• **The request**
Duplicate each of the following entries line for line, with no changes.

[Entries in a dataset]
────

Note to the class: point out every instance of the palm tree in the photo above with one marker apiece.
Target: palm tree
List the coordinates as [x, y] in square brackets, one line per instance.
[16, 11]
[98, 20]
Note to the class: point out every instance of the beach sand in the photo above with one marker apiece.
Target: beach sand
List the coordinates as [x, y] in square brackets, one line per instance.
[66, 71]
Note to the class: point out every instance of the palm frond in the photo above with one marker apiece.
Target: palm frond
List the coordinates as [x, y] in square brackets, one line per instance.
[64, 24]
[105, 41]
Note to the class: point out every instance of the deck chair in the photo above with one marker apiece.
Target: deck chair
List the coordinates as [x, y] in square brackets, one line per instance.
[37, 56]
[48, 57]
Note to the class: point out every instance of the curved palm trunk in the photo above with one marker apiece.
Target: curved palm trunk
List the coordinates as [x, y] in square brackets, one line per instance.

────

• **Result**
Note to the class: point out every instance of the palm tree in the photo above with one marker apiece.
Target: palm tree
List the coordinates as [x, y] in square brackets, one line per instance.
[16, 11]
[98, 20]
Note to the class: point out every instance of the beach sand in the photo above with one marker apiece.
Target: beach sand
List the coordinates as [x, y] in square brackets, one line per instance.
[66, 71]
Note to the class: point out every instance of the palm frond in the photo above with one marker apiece.
Target: palm frond
List the coordinates as [x, y] in square brackets, one line per instance.
[64, 24]
[105, 41]
Note to the class: point out every instance of the deck chair in the photo above with one marker apiece.
Target: deck chair
List the coordinates as [x, y] in square brackets, one line per instance.
[37, 56]
[48, 57]
Note to the class: point out every instance of the curved palm trunk in the photo above with one marker apiece.
Target: curved palm trunk
List the coordinates as [x, y] in square brackets, one line per instance.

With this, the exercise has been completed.